**Provided text:**
'''

John Bartow Prevost (March 6, 1766 – March 5, 1825) was an American attorney, judge, politician, businessman and diplomat. He became the first judge of the Superior Court of the Territory of Orleans from 1804 to 1808, and was U.S. political agent for  Peru from 1818 until his death.

Early life and family
Prevost was born on March 6, 1766, in Paramus, New Jersey.  His father Col. Jacques Marcus Prevost had emigrated from Geneva, Switzerland to Britain with his brother General Augustine Prevost, and rose in the British Army to command British forces in New Jersey and was briefly governor of Georgia during the American Revolutionary War before moving to the British West Indies to recover from his wounds and dying in Jamaica in 1779. His widow (and J.B. Prevost's mother), Theodosia Bartow, was a New Jersey native (only daughter of Theodore Bartow of Shrewsbury) and patriot during that war. In 1782, the widow married Aaron Burr. Burr (who would become Vice President of the United States under Thomas Jefferson) raised Theodosia's sons John and Frederick as his own.

John B. Prevost married Frances Anna Smith, daughter of Rev. Samuel Smith, of Princeton College on February 5, 1799. They had four children: Theodosia Ann Prevost (1801–1864), James Marcus Prevost (1803–1829), Stanhope Prevost (1804–1868) and Frances Prevost Breckinridge (1806–1870).

'''

**Your objective:** From the Prevost biography, quote the passage starting at "John Bartow Prevost" and ending after "until his death.".

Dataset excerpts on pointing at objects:
'''

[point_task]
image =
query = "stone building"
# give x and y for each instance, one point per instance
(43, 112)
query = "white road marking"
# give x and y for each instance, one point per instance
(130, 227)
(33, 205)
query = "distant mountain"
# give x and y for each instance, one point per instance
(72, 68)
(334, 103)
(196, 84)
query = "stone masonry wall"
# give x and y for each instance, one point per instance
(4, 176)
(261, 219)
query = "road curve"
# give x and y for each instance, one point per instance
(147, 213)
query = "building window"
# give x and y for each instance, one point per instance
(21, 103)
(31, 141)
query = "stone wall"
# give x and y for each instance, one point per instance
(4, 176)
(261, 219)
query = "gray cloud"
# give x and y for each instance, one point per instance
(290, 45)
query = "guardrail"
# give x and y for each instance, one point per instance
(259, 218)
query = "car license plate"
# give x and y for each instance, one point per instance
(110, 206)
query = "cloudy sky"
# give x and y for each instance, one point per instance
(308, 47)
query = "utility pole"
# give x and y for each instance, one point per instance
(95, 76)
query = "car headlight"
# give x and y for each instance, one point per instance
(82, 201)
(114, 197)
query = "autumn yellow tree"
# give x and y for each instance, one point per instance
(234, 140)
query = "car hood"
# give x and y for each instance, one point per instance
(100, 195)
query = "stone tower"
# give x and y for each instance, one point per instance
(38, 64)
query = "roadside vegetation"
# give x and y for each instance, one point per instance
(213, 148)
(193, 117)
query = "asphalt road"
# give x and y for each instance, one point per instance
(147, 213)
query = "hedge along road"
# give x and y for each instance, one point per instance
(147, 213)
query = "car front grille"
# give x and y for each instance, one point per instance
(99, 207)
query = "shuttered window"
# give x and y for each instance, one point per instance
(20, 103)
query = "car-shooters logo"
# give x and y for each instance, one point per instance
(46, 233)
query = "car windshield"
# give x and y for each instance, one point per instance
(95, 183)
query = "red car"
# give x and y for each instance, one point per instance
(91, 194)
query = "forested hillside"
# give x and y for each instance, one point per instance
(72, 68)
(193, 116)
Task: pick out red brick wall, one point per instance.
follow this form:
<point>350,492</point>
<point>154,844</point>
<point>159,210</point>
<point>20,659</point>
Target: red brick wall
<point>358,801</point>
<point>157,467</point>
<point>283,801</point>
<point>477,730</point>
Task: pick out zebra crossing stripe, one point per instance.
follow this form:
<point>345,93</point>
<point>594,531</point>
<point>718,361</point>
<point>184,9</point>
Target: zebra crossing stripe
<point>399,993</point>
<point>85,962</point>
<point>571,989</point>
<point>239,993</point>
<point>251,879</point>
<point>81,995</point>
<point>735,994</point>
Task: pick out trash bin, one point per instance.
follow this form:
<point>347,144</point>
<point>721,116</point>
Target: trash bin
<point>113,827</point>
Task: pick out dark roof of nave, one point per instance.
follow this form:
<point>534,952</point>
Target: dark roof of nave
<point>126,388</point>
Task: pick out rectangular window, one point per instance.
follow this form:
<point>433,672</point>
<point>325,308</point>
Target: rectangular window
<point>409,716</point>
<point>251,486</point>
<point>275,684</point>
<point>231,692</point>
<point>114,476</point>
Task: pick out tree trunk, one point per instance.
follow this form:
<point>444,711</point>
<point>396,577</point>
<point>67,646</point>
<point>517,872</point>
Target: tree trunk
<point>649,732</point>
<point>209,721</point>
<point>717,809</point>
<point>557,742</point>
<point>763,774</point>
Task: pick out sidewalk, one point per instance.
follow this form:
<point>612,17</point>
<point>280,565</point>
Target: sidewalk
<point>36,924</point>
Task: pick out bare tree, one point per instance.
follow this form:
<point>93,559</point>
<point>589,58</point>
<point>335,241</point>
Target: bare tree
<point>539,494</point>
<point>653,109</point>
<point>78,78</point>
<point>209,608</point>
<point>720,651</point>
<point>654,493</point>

'''

**Expected answer:**
John Bartow Prevost (March 6, 1766 – March 5, 1825) was an American attorney, judge, politician, businessman and diplomat. He became the first judge of the Superior Court of the Territory of Orleans from 1804 to 1808, and was U.S. political agent for  Peru from 1818 until his death.